■ **PROBLEM DESCRIPTION**:
Will you write out the data exactly, excluding every picture?

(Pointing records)
⁂

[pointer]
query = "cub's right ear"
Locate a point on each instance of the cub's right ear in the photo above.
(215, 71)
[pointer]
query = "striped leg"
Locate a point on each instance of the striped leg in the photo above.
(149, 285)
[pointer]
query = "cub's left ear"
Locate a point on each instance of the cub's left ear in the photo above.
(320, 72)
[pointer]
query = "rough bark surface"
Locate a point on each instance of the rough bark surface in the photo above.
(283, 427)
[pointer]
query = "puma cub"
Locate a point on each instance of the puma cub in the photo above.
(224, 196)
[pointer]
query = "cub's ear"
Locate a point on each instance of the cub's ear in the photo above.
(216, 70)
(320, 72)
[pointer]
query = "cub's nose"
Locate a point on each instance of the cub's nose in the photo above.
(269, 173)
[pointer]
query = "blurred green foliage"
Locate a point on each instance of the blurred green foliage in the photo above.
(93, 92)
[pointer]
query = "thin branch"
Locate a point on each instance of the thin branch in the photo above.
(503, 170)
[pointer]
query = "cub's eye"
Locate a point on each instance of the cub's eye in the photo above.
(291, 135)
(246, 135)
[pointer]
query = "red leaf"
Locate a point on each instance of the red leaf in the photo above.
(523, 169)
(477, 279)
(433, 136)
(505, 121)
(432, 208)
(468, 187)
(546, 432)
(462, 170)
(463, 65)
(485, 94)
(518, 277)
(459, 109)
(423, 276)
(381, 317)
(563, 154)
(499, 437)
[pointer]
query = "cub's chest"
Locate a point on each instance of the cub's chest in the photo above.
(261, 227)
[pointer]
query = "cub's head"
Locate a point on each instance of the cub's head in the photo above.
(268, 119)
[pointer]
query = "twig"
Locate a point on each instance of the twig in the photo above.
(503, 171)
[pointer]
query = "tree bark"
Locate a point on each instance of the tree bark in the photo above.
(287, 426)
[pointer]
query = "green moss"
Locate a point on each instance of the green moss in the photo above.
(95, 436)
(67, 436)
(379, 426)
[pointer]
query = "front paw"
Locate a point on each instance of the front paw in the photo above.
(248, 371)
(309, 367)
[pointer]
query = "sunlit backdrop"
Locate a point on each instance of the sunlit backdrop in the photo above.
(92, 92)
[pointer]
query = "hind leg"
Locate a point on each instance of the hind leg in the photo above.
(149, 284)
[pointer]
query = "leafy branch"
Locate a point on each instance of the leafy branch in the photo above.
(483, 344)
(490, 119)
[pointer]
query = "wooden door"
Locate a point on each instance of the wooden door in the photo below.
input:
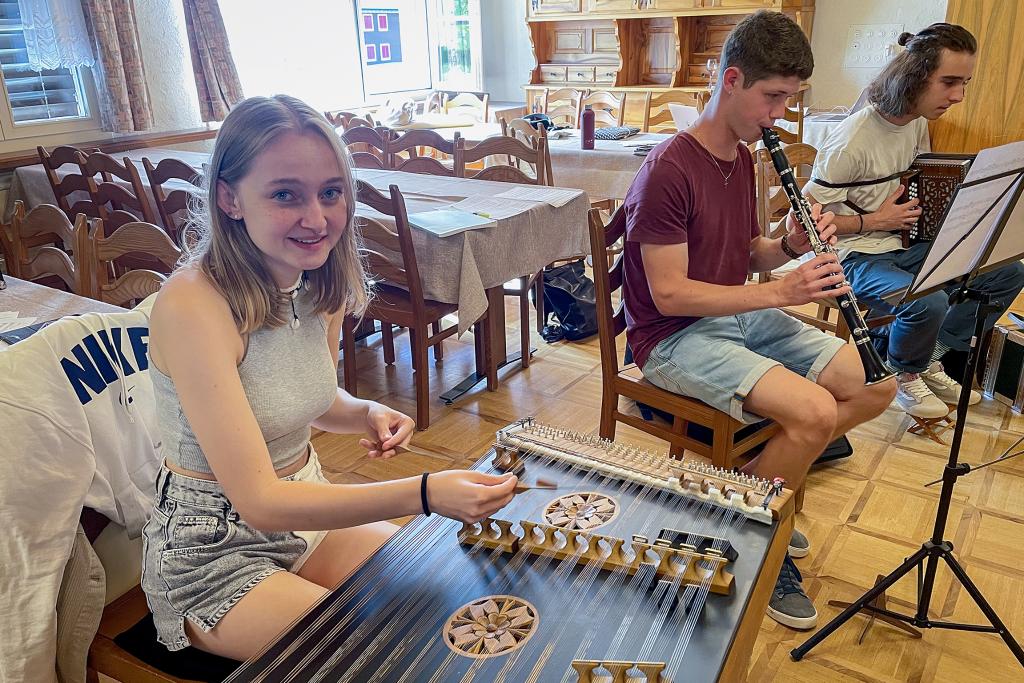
(739, 4)
(609, 6)
(991, 113)
(541, 7)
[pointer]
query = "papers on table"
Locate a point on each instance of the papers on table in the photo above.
(555, 197)
(492, 207)
(444, 222)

⁂

■ **FULL RESPONSE**:
[pointer]
query = "cub's right ear"
Locate a point on each instance of the cub's right ear in the photo above.
(215, 71)
[pointer]
query = "striped leg"
Locate a point on each instance of the striped leg in the photo above.
(149, 285)
[pointer]
query = "cub's left ear"
Locate a point on each instance of the cub's left ear in the photo above.
(320, 72)
[pointer]
query = "rough bark surface"
Locate a point on each instance of the rough bark surface in the photo above.
(283, 427)
[pointer]
query = "puma cub"
Locate a point on each instance of the puma cub in the photo above.
(224, 196)
[pointer]
query = "cub's ear"
Locate a point on each instance of the cub's ear in the photo above.
(216, 70)
(320, 72)
[pointer]
query = "cub's nose"
Locate a point on each instance of the cub's nose in the photo above.
(269, 173)
[pointer]
query = "blurred green foliage"
Locate a point on each instance of the blurred green foliage in the photo above.
(93, 92)
[pointer]
query = "thin branch"
Locate a point on each instance of the thin branch in the photo above.
(503, 170)
[pointer]
query = "cub's eye"
Locate a point on each instance of the cub's eye in the photo above.
(291, 135)
(246, 135)
[pointer]
query = "red leaf"
Locate a point on each instance of the red leaf in the photo above.
(523, 169)
(477, 279)
(433, 136)
(505, 121)
(432, 208)
(468, 187)
(546, 432)
(462, 170)
(463, 65)
(485, 94)
(518, 277)
(459, 109)
(423, 276)
(381, 317)
(563, 154)
(499, 437)
[pointer]
query = "cub's chest"
Locate a point on each instance of the cub's chest in the photo above.
(261, 227)
[pointer]
query = "cub's head"
Locate a point on each instance of the cub's head in the photo above.
(268, 119)
[pointer]
query = "twig"
Locate a point on each instance of the twig in the photo above.
(503, 171)
[pointer]
query = "tree bark"
Locate a point on each instance of the tree bark in the photo above.
(287, 426)
[pointer]
query = "green moss"
Locate a point on each instance of the green moss in the photo above.
(95, 436)
(67, 436)
(379, 426)
[pointer]
query = "front paw"
Locate a point on each instance of the front paw in the photo above.
(248, 371)
(309, 367)
[pointer]
query = "sunlit backdrop"
Locate a point on each instance of the sunlit backdrop in the photo above.
(92, 92)
[pointer]
query = "hind leg"
Locate a point on each instance of the hind leg in the photo above.
(149, 284)
[pointer]
query = "leafy branch"
Locate a point on each instance of the leafy branch in the photo above.
(483, 344)
(490, 119)
[pointer]
query = "wooden door"
Locate a point on each instance of the wooden door in the photo below.
input:
(739, 4)
(609, 6)
(991, 113)
(541, 7)
[pointer]
query = "papers on table"
Locate a point on each instance of the papers on table in the photo above.
(555, 197)
(492, 207)
(444, 222)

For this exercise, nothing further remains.